- Task details:
In the records below, starting with the line containing "Please indicate the green" and going on through the end of the records, substitute "occurrence" for each "instance". Reproduce only those lines, leaving everything else unchanged.

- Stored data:
⁂
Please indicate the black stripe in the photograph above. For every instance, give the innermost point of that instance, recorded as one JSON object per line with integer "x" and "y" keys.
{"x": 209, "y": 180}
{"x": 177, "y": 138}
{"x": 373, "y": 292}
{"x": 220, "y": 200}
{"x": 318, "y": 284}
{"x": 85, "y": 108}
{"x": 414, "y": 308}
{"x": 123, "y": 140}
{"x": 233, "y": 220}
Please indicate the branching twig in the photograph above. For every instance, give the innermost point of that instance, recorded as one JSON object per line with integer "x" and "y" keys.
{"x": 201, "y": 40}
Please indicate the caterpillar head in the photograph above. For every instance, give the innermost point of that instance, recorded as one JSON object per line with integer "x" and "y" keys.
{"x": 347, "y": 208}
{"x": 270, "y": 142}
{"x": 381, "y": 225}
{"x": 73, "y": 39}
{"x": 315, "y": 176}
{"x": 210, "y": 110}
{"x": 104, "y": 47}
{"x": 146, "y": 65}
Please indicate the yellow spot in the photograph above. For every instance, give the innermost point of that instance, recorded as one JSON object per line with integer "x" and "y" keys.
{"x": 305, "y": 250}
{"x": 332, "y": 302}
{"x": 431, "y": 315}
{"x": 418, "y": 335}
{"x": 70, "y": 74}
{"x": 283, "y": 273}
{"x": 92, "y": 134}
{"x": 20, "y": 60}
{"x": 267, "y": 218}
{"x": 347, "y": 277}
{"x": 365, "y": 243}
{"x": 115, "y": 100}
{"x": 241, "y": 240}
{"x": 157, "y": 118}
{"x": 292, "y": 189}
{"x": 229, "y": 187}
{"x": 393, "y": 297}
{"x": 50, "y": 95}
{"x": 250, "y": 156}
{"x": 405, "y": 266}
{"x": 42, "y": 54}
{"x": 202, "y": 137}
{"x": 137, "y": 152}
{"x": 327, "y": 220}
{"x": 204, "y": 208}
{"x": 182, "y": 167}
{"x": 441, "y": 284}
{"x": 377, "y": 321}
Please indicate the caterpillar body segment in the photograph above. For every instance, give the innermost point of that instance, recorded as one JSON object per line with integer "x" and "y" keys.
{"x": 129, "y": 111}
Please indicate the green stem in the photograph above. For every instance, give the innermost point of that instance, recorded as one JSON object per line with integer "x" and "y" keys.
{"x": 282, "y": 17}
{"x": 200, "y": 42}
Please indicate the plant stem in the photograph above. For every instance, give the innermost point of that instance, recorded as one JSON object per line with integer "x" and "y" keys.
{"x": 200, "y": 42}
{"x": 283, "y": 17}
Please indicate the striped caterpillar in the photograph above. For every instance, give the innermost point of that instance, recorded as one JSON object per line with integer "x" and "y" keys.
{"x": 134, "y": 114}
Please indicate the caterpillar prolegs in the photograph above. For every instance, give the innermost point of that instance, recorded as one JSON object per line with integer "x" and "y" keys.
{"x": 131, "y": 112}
⁂
- Solution below:
Please indicate the green stem in the photograph above. For every occurrence, give the innermost point of that occurrence, recorded as one JSON object per line with integer "x" and "y" keys.
{"x": 282, "y": 17}
{"x": 200, "y": 42}
Please indicate the plant stem in the photograph above. For every occurrence, give the innermost point of that occurrence, recorded as one JSON object per line with integer "x" and "y" keys.
{"x": 200, "y": 42}
{"x": 283, "y": 17}
Please indicate the striped caterpillar in the photograph above. For every occurrence, give the innermost point of that occurrence, recorded as one JSON object per line with integer "x" and "y" keys.
{"x": 134, "y": 114}
Please indicate the caterpillar prolegs in the photograph above. For every occurrence, give the innermost point of that occurrence, recorded as one JSON object per line with integer "x" and "y" keys.
{"x": 131, "y": 112}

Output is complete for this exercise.